Ziel der Übung: Welche Schulform soll laut dem Kommentar zur Schulreform allen Kindern gemeinsam Chancen eröffnen?

Textauszug:
Bedrohte Schulreform: Das fliehende Klassenzimmer

Wenn die Schulreform scheitert, dann nicht an der pädagogischen Idee, sondern an der Wirklichkeit. Wer möchte deutschen Familien verwehren, zum Wohl ihrer Kinder Schulen zu suchen, an denen sie nicht täglich einen Spießrutenlauf erleiden müssen? Ein Kommentar.

Es hat lange gedauert, bis über Deutschenfeindlichkeit geredet wurde – und gerade engagierten Lehrern und Rektoren fällt es besonders schwer. Unter dem Schweigen leiden müssen Kinder und Jugendliche, die in der Schule gemobbt werden, als „Kartoffel“ beschimpft oder verprügelt werden: Weil sie eine verhasste Minderheit sind, wird ihr Schulalltag zum Martyrium.

Viel Zeit bleibt nicht, auf die alarmierenden Signale zu reagieren. Erstes Opfer könnte die gerade erst mit großer Erwartung gestartete Sekundarschule werden, die allen Kindern, den deutschstämmigen und denen aus Migrantenfamilien, gemeinsam Chancen eröffnen soll. Endlich ist Schluss mit der Hauptschule, der pädagogischen Sackgasse. Jetzt ist auch in der Sekundarschule für jeden der Weg zum Abitur frei – und zu einer wirklichen Integration. Doch Berlin ist dabei, diesen Aufbruch zu vertun. Es gibt ein neues Schild am Schultor, aber in den Problemkiezen ist man bereits wieder auf dem Weg zurück zur alten Restschule.

Wenn die Schulreform zu scheitern droht, dann nicht an der pädagogischen Idee, sondern an der Wirklichkeit. Die Schulen, an denen Schüler aus Migrantenfamilien die Mehrheitsgesellschaft sind, dürfen nicht den Verdacht aufkommen lassen, sie wollten das Problem unter den Tisch kehren. Wer möchte deutschen Familien verwehren, zum Wohl ihrer Kinder sich Schulen zu suchen, an denen sie nicht täglich einen Spießrutenlauf erleiden müssen? Wenn die Abstimmung mit den Füßen erst einmal in Gang gekommen ist, dann nützen das beste Lehrkonzept und die engagiertesten Lehrer nichts mehr. Die Geschichten, die auch jeder Erwachsene erzählen kann, wie er einst getriezt wurde von anderen Schülern, sind nicht zu vergleichen mit dem Ausmaß an Hass, Rassismus und Verachtung, das manche deutsche Kinder heute erleiden müssen. Es macht es nicht besser, dass es sich um ein Unterschichtphänomen handelt und jene Jugendlichen, die mobben, dies aus Frust darüber tun, dass sie benachteiligt und überfordert sind.

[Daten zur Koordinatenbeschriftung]
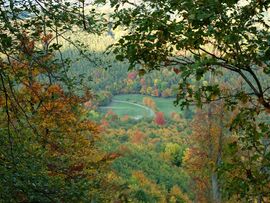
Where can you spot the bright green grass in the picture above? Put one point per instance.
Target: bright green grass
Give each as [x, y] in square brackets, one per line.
[131, 110]
[163, 104]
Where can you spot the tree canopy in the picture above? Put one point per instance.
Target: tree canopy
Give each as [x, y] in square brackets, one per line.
[198, 38]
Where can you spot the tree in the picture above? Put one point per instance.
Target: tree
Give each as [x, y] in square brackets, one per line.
[159, 119]
[204, 156]
[203, 38]
[47, 142]
[200, 37]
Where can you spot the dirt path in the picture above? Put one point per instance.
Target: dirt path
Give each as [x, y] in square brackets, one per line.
[151, 112]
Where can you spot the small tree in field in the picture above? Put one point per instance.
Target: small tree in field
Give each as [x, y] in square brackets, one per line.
[159, 119]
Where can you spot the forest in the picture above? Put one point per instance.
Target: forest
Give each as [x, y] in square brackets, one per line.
[130, 101]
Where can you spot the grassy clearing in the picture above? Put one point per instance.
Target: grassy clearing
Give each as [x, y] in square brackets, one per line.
[163, 104]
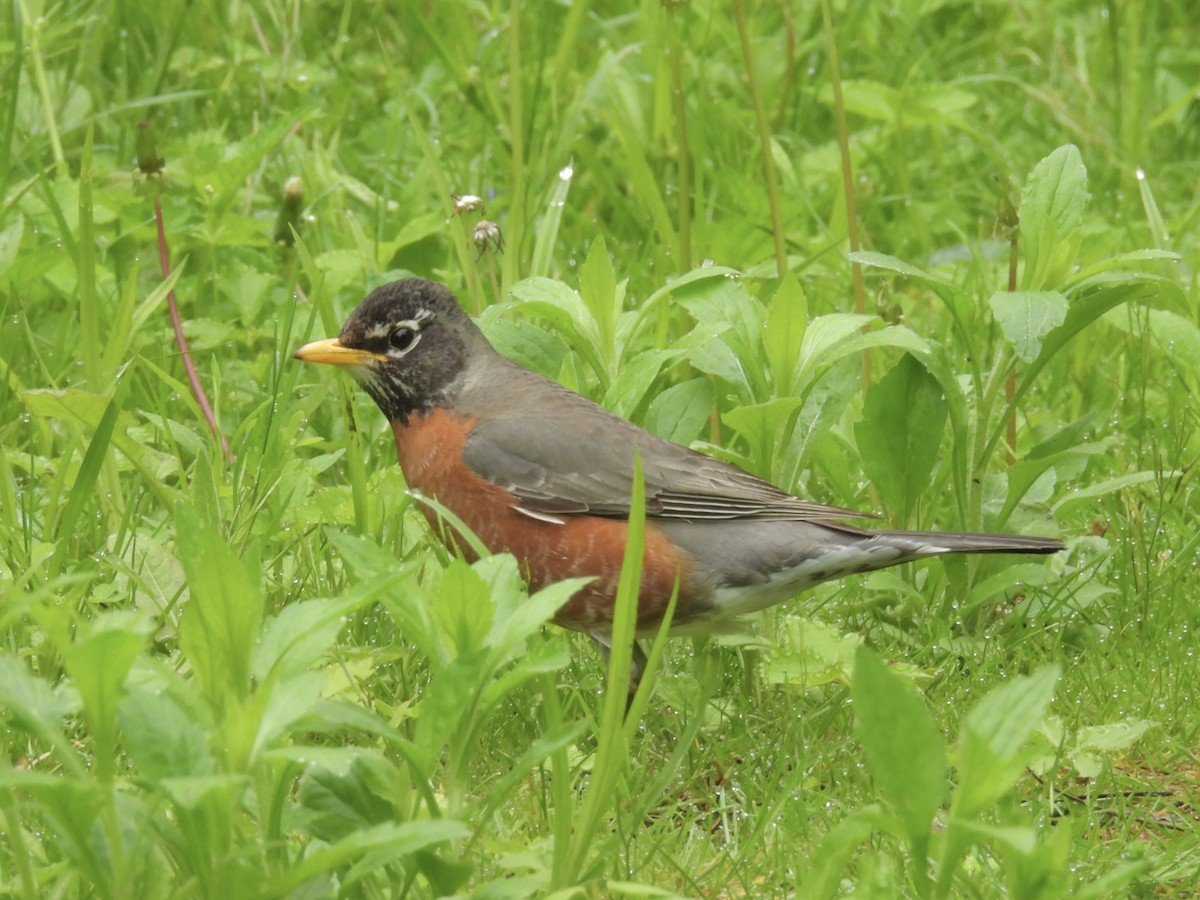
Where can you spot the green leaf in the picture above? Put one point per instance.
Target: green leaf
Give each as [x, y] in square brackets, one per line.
[634, 379]
[810, 653]
[400, 840]
[1026, 317]
[603, 297]
[565, 310]
[225, 607]
[295, 640]
[787, 319]
[681, 412]
[994, 733]
[904, 749]
[1108, 486]
[163, 738]
[1051, 214]
[899, 436]
[463, 607]
[99, 664]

Antwort zur Übung: Die Sekundarschule.